■ VOTRE TÂCHE
Citez mot pour mot le passage de l'extrait ci-dessous sur le secteur privé au Bénin, depuis « Le secteur privé est » jusqu'à « notre prédicat ? » inclus.

■ EXTRAIT DU DOCUMENT
--------------------

Porteur de croissance, le secteur privé au Bénin vit plusieurs difficultés qu’entretient, malheureusement de par ses pratiques, l’Administration publique. Ces pratiques qui s’énumèrent ainsi qu’il suit, sont à l’antipode de la volonté affichée au plus haut niveau et contrastent avec la politique nationale de développement.
Le secteur privé est en proie à d’énormes difficultés actuellement ; difficultés qui résident dans les rapports qu’il entretient avec celui public. Or, les deux devraient travailler en synergie, à la promotion de l’économie nationale. Mais il n’en est pas ainsi depuis longtemps. En quoi se justifie notre prédicat ?
Voyons ! Tout d’abord, il faut aller aux conditions de création des entreprises privées.

--------------------

Entrées tirées d'une collection
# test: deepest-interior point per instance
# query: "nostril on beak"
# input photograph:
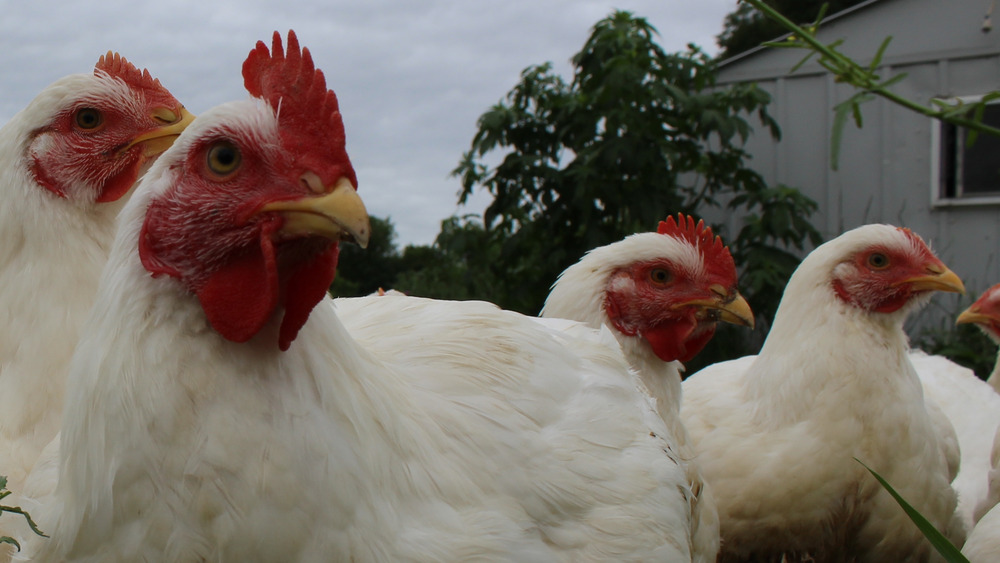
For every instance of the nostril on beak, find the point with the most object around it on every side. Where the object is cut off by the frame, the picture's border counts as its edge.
(165, 116)
(312, 182)
(719, 290)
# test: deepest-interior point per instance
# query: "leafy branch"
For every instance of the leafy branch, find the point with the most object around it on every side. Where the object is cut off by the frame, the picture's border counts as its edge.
(4, 493)
(869, 83)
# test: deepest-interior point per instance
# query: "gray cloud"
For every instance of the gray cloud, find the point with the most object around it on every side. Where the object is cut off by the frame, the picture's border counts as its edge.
(412, 77)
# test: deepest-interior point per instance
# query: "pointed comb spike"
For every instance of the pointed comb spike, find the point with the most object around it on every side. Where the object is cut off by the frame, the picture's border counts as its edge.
(700, 236)
(117, 66)
(311, 125)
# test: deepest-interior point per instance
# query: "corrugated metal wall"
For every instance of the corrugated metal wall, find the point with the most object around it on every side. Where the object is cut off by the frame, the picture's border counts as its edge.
(885, 167)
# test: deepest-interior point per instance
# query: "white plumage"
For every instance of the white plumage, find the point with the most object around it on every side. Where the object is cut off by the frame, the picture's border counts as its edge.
(65, 160)
(444, 431)
(777, 434)
(972, 408)
(681, 275)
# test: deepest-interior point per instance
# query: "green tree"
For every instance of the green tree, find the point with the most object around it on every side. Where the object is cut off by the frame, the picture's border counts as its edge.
(462, 264)
(638, 134)
(363, 271)
(746, 27)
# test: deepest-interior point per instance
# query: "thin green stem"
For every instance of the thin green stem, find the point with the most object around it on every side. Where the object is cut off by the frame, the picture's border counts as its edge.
(848, 71)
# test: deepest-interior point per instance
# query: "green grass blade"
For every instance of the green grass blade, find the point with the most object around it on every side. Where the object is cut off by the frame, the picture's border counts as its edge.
(947, 550)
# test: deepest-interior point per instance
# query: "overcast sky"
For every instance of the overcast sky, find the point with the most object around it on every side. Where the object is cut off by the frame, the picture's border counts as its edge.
(412, 77)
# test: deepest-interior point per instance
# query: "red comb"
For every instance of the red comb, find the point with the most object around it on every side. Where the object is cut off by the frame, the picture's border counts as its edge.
(684, 228)
(116, 66)
(310, 118)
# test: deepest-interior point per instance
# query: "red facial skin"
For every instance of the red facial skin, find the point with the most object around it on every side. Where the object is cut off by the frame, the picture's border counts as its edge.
(208, 230)
(80, 154)
(648, 299)
(987, 310)
(876, 278)
(206, 233)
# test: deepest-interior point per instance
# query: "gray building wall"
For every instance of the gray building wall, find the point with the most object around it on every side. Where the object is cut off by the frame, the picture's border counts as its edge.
(885, 171)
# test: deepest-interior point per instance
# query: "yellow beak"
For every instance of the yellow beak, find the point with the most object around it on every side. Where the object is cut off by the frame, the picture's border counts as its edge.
(158, 140)
(337, 214)
(724, 307)
(972, 315)
(940, 278)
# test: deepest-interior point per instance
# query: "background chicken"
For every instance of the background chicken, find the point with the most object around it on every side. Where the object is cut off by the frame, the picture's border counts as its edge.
(777, 435)
(473, 434)
(985, 314)
(66, 160)
(661, 295)
(972, 409)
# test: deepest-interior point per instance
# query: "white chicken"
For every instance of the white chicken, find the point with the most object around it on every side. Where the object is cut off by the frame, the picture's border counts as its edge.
(972, 409)
(661, 294)
(985, 314)
(777, 434)
(220, 415)
(983, 545)
(66, 161)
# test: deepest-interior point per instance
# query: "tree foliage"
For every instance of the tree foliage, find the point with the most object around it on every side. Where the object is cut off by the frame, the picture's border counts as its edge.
(636, 135)
(746, 28)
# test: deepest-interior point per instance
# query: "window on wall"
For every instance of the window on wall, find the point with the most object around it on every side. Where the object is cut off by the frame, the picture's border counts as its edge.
(968, 171)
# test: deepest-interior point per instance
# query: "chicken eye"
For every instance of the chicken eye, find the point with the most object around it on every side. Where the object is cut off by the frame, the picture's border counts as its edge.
(88, 118)
(659, 276)
(223, 158)
(878, 261)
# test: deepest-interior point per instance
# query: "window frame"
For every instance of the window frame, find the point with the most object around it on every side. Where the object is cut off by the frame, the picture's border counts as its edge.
(938, 198)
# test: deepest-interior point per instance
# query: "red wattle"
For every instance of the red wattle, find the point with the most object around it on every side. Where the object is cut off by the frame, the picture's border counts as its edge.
(239, 298)
(681, 340)
(306, 287)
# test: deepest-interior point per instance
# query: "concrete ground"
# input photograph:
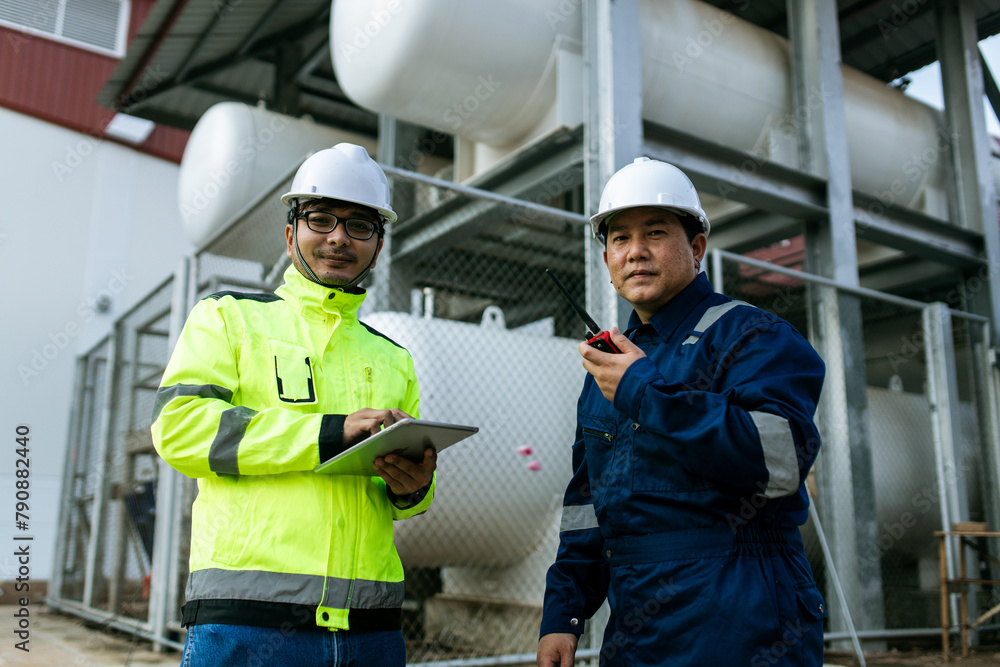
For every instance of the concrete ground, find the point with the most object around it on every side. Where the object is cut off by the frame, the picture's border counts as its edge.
(63, 640)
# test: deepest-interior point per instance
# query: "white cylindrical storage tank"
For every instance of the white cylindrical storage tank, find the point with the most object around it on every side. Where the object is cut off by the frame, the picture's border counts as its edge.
(704, 71)
(907, 494)
(494, 499)
(481, 70)
(235, 152)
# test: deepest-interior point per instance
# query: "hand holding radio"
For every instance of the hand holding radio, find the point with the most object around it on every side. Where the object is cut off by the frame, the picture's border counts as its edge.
(608, 369)
(600, 340)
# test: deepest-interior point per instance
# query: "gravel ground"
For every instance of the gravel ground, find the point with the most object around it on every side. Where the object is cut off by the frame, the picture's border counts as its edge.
(58, 640)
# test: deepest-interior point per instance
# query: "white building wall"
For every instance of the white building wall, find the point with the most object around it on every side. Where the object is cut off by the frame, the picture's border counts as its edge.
(79, 217)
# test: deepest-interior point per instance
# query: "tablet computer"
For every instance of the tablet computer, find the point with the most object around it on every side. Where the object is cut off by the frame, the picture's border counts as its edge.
(407, 437)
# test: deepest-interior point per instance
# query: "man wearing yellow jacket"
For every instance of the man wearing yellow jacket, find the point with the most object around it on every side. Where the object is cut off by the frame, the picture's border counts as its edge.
(290, 567)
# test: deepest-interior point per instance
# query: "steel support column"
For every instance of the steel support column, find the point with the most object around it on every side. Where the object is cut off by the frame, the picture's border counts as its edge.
(397, 147)
(973, 207)
(847, 499)
(612, 134)
(165, 581)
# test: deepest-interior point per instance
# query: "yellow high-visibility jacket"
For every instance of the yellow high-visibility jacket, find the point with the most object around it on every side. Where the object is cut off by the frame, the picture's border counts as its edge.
(253, 398)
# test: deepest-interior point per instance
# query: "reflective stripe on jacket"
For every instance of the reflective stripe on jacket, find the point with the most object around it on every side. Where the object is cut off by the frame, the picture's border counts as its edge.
(252, 399)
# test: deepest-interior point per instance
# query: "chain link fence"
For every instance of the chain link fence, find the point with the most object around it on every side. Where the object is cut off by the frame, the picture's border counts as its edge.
(897, 482)
(461, 285)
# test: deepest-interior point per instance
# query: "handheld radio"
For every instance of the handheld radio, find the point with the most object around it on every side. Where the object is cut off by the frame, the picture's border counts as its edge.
(600, 340)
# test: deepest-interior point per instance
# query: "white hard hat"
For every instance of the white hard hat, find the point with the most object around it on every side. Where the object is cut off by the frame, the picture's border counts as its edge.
(648, 182)
(344, 172)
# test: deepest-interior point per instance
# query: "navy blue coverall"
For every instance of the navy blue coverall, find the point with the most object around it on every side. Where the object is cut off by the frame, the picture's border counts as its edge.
(687, 494)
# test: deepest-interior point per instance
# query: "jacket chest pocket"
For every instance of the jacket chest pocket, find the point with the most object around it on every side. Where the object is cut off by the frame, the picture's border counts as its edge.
(599, 437)
(294, 379)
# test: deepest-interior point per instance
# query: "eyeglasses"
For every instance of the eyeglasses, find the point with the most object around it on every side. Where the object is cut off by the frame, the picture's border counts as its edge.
(324, 223)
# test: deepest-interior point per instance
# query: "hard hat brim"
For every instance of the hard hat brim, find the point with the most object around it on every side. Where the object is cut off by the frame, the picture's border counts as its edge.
(598, 218)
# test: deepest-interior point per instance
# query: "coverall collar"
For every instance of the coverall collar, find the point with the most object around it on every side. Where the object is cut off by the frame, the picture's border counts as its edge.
(666, 320)
(317, 301)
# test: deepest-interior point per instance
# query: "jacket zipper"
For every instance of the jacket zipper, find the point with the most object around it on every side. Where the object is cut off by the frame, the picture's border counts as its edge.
(599, 434)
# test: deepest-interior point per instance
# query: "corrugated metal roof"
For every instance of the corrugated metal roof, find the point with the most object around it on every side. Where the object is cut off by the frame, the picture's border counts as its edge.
(72, 77)
(883, 38)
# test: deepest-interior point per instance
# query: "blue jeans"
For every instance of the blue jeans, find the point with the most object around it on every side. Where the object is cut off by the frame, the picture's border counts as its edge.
(217, 645)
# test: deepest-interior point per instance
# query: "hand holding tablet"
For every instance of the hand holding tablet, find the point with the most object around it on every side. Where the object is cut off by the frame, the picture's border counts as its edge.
(407, 437)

--------------------

■ SOLUTION RÉDIGÉE
Le secteur privé est en proie à d’énormes difficultés actuellement ; difficultés qui résident dans les rapports qu’il entretient avec celui public. Or, les deux devraient travailler en synergie, à la promotion de l’économie nationale. Mais il n’en est pas ainsi depuis longtemps. En quoi se justifie notre prédicat ?